- _Activities_
1. In the gastric cancer immunotherapy passage, what overall response rate did nivolumab achieve in the ATTRACTION-2 study?
2. Extend the gastric cancer immunotherapy passage, picking up after its final sentence.

Immunotherapy drugs used in gastric cancer are mainly immune checkpoint inhibitors, such as pembrolizumab and nivolumab. These drugs block immune “brakes” like PD-1 or PD-L1, which cancer cells use to hide from the immune system. By releasing these brakes, immunotherapy allows immune cells to recognize and attack cancer more effectively (Fuchs et al., 2018).

In gastric cancer, immunotherapy is most commonly used in advanced or metastatic disease, either alone in selected patients or, increasingly, in combination with chemotherapy as first-line treatment (Janjigian et al., 2021).

What “Success Rate” Means for Patients

When patients ask about the immunotherapy success rate for gastric cancer, doctors consider more than just tumor shrinkage. Success may include:

  • Tumor response (shrinkage seen on scans)
  • Disease control (cancer stops growing)
  • Longer overall survival
  • Durable benefit lasting months or years
  • Improved quality of life compared with chemotherapy alone

Because immunotherapy works through the immune system, responses may take time and are not seen in all patients.

What Clinical Trials Show About Success Rates

Later-Line Immunotherapy

Early trials established the role of immunotherapy after chemotherapy. In the ATTRACTION-2 study, nivolumab improved overall survival compared with placebo in heavily pretreated patients, with an overall response rate of about 11% and long-lasting responses in some individuals (Kang et al., 2017).

Similarly, the KEYNOTE-059 trial showed that pembrolizumab produced responses in approximately 15% of previously treated patients, with higher response rates in tumors expressing PD-L1 (Fuchs et al., 2018).

First-Line Immunotherapy Plus Chemotherapy

By 2025, the biggest impact of immunotherapy in gastric cancer has come from first-line combination therapy. The CheckMate 649 trial demonstrated that nivolumab plus chemotherapy significantly improved overall survival compared with chemotherapy alone, especially in patients with PD-L1 combined positive score (CPS) ≥5 (Janjigian et al., 2021).

In these studies, response rates exceeded 40%, compared with roughly 25–30% with chemotherapy alone. Importantly, survival improvements were seen even when tumors did not shrink dramatically, highlighting the immune-mediated benefit.

- _Exercise data_

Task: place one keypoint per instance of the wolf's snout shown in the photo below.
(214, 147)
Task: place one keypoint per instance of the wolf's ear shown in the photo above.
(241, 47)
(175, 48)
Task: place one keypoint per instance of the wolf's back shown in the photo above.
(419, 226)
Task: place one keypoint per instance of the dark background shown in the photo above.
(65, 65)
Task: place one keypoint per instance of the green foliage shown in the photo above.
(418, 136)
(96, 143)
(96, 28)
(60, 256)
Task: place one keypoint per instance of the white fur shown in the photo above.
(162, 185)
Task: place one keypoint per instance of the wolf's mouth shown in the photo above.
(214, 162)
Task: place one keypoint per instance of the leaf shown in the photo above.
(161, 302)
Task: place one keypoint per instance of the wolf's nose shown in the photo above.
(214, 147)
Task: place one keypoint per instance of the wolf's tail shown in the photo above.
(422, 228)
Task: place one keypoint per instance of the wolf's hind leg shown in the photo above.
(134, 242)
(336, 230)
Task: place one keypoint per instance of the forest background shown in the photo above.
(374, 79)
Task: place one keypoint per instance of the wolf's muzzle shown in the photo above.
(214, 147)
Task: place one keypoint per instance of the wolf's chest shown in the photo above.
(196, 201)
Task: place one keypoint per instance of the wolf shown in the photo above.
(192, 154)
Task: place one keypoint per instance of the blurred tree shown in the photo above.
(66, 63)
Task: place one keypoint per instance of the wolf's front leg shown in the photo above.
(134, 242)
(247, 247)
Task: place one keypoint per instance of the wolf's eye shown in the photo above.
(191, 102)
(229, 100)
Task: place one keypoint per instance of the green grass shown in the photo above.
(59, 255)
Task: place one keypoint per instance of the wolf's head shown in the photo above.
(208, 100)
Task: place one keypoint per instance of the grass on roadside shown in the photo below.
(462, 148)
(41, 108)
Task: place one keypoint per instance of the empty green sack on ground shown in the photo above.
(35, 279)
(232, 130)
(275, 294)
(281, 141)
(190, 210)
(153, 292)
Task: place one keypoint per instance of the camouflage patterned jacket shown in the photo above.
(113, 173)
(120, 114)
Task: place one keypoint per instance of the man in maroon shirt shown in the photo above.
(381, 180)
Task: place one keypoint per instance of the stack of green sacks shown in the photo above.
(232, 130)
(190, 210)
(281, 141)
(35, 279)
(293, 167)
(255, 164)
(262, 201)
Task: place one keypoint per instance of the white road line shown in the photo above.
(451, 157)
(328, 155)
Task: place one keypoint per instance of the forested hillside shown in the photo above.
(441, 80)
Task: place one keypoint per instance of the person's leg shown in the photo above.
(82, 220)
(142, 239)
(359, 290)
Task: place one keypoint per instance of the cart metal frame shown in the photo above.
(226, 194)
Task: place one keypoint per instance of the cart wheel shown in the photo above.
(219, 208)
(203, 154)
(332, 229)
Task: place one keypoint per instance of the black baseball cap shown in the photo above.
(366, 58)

- _Task-by-task results_
1. About 11%.

2.
HER2-Positive Gastric Cancer

For patients with HER2-positive gastric cancer, the addition of pembrolizumab to trastuzumab and chemotherapy further improved outcomes. In KEYNOTE-811, response rates reached over 70%, leading to regulatory approvals and changing first-line standards of care (Janjigian et al., 2023).

The MATTERHORN Trial

The MATTERHORN trial is one of the most important studies influencing the immunotherapy success rate for gastric cancer in 2025. Unlike earlier trials focused on advanced disease, MATTERHORN evaluated immunotherapy in resectable stage II–III gastric and gastroesophageal junction cancer, where the goal is cure.

In this Phase III study, durvalumab was added to standard perioperative FLOT chemotherapy given before and after surgery. The trial showed a significantly higher pathologic complete response rate, meaning more patients had no remaining cancer at the time of surgery compared with chemotherapy alone (Janjigian et al., 2024). Durvalumab also improved event-free survival, reducing the risk of recurrence after surgery.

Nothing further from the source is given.